JOB: Convert the stretch of the listing below, from its start through the line containing "box: [177, 16, 407, 68]", into a JSON list of strings with one string per line, leaving out any blank lines.

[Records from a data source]
----------------------------------------

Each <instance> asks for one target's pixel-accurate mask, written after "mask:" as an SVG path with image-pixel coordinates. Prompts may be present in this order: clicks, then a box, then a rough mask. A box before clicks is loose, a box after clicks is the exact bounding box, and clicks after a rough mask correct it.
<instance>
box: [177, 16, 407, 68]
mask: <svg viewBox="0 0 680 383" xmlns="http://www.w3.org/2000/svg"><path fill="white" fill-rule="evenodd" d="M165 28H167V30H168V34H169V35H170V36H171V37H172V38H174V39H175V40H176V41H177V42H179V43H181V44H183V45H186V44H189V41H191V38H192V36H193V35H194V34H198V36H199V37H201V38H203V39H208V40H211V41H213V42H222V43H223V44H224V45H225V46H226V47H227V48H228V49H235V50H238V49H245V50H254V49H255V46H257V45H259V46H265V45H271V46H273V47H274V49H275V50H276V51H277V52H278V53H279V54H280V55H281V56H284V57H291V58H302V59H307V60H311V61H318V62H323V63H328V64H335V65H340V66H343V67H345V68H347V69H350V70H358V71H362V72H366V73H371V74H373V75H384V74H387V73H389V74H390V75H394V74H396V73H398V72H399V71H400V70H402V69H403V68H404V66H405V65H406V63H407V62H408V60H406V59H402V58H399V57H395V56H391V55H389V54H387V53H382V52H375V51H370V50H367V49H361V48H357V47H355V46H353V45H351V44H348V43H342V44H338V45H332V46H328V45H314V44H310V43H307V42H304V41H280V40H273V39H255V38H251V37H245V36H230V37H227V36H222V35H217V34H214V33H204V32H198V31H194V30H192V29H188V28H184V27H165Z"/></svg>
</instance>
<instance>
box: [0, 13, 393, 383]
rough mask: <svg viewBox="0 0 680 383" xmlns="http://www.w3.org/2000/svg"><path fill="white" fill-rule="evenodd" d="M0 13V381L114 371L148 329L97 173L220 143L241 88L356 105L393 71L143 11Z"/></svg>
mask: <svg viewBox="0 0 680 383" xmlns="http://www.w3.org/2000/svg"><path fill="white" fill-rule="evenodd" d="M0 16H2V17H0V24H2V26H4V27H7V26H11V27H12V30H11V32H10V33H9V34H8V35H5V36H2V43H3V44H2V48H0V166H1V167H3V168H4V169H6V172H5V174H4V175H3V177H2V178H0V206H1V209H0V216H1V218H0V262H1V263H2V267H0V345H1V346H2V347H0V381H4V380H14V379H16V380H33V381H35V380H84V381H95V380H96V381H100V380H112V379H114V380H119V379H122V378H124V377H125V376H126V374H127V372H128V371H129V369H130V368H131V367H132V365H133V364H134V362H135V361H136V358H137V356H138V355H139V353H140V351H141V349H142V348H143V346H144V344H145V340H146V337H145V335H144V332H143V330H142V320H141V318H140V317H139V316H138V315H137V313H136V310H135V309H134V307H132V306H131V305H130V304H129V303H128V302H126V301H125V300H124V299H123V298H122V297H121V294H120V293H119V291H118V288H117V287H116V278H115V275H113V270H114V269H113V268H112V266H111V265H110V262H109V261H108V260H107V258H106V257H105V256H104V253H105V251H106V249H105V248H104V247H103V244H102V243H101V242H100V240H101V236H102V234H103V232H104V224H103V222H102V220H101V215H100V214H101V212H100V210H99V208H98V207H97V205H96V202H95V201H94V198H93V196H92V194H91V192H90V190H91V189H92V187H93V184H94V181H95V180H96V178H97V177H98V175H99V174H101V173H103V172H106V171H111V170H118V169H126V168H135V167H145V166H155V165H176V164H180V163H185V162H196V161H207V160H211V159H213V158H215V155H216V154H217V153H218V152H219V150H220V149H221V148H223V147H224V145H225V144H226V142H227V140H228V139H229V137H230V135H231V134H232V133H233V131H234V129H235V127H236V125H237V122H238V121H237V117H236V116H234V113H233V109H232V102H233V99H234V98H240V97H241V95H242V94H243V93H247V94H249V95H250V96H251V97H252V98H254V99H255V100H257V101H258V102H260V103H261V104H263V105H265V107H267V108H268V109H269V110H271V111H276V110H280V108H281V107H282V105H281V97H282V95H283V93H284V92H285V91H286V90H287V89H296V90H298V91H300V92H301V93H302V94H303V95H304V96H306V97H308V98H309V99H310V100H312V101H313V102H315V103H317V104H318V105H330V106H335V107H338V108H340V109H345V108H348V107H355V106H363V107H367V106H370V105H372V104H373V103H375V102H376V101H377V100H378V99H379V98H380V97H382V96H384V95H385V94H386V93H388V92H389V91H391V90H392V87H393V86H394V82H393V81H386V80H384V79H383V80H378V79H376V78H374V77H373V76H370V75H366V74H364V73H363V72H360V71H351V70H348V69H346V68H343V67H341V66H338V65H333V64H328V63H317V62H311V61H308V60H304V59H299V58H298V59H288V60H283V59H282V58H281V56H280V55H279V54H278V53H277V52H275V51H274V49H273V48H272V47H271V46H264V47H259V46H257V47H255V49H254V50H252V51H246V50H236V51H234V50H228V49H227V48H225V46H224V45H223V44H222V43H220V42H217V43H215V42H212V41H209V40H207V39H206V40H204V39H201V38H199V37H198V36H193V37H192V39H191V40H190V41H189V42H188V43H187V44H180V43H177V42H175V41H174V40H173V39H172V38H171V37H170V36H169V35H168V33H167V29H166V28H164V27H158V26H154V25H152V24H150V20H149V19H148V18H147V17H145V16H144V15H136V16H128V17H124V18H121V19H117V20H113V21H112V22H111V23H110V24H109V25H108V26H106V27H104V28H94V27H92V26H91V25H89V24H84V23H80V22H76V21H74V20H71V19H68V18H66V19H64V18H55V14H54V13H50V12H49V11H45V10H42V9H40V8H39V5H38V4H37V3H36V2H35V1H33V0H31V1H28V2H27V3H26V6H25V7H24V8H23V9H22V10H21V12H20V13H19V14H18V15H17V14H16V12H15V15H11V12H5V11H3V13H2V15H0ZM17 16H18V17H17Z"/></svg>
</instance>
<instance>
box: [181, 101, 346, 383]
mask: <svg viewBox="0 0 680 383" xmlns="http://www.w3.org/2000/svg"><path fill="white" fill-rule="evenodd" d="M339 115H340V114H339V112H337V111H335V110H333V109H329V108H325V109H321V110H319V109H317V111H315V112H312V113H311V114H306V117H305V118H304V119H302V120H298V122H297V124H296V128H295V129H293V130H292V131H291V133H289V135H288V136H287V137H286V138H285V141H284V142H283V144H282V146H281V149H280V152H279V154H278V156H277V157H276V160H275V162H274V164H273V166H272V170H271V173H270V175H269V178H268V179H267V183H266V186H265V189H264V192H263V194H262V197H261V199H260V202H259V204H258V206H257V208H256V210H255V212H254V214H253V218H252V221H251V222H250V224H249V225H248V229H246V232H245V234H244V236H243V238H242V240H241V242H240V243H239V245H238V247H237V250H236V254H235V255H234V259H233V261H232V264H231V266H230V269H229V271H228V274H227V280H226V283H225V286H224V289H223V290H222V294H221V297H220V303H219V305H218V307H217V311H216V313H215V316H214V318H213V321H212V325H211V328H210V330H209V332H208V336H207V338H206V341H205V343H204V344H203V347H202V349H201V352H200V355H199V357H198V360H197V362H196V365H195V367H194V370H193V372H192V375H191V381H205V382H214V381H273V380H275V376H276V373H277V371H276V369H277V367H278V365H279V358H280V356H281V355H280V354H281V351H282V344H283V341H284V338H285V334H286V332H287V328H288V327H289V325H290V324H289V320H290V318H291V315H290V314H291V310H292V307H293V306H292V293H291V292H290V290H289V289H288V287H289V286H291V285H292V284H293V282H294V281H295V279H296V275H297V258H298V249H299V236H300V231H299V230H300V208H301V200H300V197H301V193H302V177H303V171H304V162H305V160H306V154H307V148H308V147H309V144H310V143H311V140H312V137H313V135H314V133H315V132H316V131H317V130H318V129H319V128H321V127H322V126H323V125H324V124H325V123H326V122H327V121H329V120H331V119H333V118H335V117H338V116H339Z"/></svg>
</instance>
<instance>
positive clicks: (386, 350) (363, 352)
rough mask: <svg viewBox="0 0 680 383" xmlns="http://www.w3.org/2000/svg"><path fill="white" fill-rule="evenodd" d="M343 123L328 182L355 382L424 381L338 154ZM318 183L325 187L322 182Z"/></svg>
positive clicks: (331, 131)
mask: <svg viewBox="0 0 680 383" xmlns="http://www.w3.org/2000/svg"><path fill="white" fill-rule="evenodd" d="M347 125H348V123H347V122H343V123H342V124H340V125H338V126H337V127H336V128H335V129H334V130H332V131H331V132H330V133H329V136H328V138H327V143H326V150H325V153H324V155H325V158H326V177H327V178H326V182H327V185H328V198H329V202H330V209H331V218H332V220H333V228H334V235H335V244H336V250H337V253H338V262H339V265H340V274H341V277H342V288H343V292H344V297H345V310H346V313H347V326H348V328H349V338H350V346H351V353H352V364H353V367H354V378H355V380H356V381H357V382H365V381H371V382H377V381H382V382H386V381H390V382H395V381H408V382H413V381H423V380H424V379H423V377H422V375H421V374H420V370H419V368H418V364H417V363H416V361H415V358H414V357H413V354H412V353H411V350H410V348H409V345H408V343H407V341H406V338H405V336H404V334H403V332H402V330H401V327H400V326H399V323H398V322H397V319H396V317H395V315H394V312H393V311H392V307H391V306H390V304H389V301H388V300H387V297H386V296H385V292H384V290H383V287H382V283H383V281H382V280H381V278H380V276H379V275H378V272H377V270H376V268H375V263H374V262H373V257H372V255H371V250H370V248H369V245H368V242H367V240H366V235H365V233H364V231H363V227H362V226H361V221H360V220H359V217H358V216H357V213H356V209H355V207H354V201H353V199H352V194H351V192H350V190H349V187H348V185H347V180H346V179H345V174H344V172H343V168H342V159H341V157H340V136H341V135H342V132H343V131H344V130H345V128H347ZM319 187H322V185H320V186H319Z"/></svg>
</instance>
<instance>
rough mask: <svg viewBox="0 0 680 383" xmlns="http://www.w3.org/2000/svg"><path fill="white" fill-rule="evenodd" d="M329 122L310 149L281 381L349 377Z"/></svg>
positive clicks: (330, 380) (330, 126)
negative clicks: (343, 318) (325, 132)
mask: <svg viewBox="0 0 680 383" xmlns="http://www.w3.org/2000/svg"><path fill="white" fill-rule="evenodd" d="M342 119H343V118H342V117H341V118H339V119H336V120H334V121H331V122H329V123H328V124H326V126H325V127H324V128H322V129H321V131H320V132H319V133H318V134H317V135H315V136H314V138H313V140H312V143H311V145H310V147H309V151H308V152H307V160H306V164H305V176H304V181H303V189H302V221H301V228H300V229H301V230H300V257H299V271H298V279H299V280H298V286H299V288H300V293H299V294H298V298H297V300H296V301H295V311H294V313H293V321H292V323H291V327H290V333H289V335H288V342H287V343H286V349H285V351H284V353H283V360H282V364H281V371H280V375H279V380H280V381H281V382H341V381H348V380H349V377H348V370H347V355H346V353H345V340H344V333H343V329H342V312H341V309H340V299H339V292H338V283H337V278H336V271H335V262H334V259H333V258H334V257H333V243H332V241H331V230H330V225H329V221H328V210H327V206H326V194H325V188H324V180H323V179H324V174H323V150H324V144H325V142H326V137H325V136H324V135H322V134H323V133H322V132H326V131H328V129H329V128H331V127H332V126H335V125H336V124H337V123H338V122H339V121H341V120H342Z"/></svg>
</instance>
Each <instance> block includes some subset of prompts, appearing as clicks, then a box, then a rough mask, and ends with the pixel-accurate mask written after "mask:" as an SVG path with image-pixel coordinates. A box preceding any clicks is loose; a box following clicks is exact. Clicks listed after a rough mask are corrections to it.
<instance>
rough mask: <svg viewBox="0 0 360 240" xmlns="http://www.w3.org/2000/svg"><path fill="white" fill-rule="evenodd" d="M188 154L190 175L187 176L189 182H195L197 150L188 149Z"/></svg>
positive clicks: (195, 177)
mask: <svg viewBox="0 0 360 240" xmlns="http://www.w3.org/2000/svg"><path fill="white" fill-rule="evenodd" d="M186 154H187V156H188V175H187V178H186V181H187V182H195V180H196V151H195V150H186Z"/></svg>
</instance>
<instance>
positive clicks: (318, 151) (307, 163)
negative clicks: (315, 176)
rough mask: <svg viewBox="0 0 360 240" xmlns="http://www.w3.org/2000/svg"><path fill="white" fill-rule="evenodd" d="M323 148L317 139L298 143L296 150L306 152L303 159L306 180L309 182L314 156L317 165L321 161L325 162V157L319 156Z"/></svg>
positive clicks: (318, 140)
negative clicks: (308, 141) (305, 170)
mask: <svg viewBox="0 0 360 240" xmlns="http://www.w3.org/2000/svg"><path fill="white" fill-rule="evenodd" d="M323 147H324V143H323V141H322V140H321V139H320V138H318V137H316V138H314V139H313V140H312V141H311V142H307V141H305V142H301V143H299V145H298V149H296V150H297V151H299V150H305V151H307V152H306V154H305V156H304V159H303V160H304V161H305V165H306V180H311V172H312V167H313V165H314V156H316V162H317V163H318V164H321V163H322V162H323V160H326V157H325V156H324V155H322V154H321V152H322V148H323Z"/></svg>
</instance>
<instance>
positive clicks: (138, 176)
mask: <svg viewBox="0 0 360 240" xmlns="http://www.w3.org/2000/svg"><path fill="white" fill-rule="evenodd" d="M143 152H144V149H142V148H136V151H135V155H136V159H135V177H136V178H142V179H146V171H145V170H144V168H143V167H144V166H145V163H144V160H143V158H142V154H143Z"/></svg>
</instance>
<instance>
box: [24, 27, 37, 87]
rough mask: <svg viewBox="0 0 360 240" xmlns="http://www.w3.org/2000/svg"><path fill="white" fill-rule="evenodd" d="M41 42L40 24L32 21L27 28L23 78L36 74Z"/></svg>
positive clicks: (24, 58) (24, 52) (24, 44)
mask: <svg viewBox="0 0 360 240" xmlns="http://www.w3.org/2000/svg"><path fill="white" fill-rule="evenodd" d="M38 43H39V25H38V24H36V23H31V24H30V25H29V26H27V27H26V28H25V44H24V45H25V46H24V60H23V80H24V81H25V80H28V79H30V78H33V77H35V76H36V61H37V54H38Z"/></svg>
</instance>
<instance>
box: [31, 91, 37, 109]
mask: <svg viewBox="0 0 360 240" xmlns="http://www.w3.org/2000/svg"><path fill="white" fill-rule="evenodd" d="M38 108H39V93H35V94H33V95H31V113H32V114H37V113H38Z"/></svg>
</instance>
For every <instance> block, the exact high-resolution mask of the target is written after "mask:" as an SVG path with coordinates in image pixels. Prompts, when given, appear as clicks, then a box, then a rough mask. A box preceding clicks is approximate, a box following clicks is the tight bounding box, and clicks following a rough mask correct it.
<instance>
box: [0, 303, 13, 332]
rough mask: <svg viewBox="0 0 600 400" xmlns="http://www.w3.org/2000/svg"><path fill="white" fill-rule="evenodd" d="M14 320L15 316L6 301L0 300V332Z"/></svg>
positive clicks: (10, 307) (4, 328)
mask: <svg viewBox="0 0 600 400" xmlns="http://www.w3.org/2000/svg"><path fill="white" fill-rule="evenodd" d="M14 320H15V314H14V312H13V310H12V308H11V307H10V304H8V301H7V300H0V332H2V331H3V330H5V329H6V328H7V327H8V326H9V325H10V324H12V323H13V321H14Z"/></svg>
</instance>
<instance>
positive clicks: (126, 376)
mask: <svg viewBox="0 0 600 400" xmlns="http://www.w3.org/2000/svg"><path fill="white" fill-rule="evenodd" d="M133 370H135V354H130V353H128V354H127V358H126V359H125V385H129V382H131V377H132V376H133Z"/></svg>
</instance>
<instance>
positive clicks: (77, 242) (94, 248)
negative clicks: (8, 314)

----------------------------------------

RESULT:
[
  "Each <instance> asks for one target's pixel-accurate mask, written after \"mask:\" as an SVG path with image-pixel coordinates. Prompts may be present in this order: clicks, then a box, then a rough mask. A box before clicks is loose, a box after clicks is the exact bounding box, and clicks after a rough mask correct it.",
  "<instance>",
  "box: [177, 16, 407, 68]"
]